* [Extracted text]
Yoga for Your Brain.

 thoughts brain mind

Rumor has it that if you practice yoga, you just may end up with a nice, firm “yoga butt.”

According to Urban Dictionary, this is, “very sexy, and it immediately turns eyes and makes people jealous or inspired.”

Now researchers are saying if we do our poses and breath work, we can have a “yoga brain,” too. Just like the yoga butt, it’s well-defined, strong and powerful.

Chantal Villemure and Catherine Bushnell of the National Center for Complementary and Alternative Medicine in Bethesda, MD examined peoples’ brains to prove that size does matter, and yogis have bigger ones. At least, more grey matter and brain volume.

Villemure and Bushnell announced the news about yogis with bigger brains at a conference of neuroscientists in 2013.

In June of 2015 at a symposium for Yoga Therapists, Dharma Singh Khalsa, M.D. echoed the importance of yoga for the brain. Affiliated with the University of New Mexico’s School of Medicine in Albuquerque, Khalsa is founder of the Alzheimer’s Prevention and Research Foundation.

Khalsa’s personal 40-year yogic lifestyle practice follows that of Yogi Bhajan, who once said, “Those who meditate not only don’t develop dementia, they go into another dimension.”

If Sudoku isn’t for you, Khalsa has other ways to keep your mind supple and prevent dementia: Sit, and sing.

In 1965, I got hooked on vocals watching The Sound of Music in a big theater in downtown Chicago. For the next few months, I was on cloud nine, belting out “Climb Ev’ry Mountain” and “Sixteen Going on Seventeen.”

When I chant, I don’t want to stop.

Grammy-nominated Krishna Das has said that only with Kirtan (devotional singing) can you repeat the same few words for 30 minutes without it getting old.

Khalsa’s Rx for the brain is called Kirtan Kriya. It’s consists of chanting a few syllables for 12 minutes a day. His method incorporates several of the principles taught by Yogi Bhajan: posture, breath, mudras (hand positions), mantra and focus of concentration (in this case, visualization) to offset Alzheimer’s.

Bhajan was not a physician or a scientist. However, as the son of a medical doctor he learned yoga as a child and was proclaimed a Master of Kundalini Yoga when he was only 16 years old. Bringing Kundalini Yoga to North America, his brand of yoga took the traditions from sages and modified it for people with everyday working lives.

* [What is being asked] Set down the passage of the article on yoga and the brain from "According to Urban" up to and including "and brain volume.", word for word.

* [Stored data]
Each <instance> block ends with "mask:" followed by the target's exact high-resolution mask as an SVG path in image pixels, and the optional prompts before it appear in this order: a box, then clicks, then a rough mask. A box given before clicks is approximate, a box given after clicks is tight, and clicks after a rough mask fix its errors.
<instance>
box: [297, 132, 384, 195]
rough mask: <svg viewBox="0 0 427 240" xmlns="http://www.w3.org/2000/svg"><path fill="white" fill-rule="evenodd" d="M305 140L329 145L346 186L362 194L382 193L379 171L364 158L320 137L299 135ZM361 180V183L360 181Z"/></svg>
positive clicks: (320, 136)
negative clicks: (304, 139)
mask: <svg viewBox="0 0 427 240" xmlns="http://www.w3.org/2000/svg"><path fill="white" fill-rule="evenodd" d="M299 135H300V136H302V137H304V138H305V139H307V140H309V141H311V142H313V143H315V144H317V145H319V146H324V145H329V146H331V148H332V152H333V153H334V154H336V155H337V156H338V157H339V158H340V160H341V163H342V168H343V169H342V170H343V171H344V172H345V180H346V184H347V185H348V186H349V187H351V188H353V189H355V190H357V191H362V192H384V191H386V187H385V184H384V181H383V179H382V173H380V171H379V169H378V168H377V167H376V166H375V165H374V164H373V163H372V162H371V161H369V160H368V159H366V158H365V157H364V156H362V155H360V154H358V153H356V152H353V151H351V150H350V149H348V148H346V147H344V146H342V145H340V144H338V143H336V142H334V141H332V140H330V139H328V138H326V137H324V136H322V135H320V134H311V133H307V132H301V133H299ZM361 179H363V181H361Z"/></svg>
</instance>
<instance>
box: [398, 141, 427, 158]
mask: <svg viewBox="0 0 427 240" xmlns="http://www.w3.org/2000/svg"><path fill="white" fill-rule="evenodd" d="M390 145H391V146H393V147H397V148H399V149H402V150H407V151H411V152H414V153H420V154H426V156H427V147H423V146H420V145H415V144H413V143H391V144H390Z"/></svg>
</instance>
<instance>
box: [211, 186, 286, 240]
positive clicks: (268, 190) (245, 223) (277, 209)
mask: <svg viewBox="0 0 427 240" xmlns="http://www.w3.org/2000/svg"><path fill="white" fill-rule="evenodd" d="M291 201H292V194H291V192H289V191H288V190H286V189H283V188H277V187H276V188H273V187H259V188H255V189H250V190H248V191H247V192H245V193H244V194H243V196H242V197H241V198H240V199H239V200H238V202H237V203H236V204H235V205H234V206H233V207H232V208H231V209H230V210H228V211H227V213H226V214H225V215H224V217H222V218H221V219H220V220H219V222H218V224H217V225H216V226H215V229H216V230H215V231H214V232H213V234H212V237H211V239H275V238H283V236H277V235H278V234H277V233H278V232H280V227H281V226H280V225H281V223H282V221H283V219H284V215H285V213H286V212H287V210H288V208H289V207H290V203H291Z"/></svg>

* [Result of the exercise]
According to Urban Dictionary, this is, “very sexy, and it immediately turns eyes and makes people jealous or inspired.”

Now researchers are saying if we do our poses and breath work, we can have a “yoga brain,” too. Just like the yoga butt, it’s well-defined, strong and powerful.

Chantal Villemure and Catherine Bushnell of the National Center for Complementary and Alternative Medicine in Bethesda, MD examined peoples’ brains to prove that size does matter, and yogis have bigger ones. At least, more grey matter and brain volume.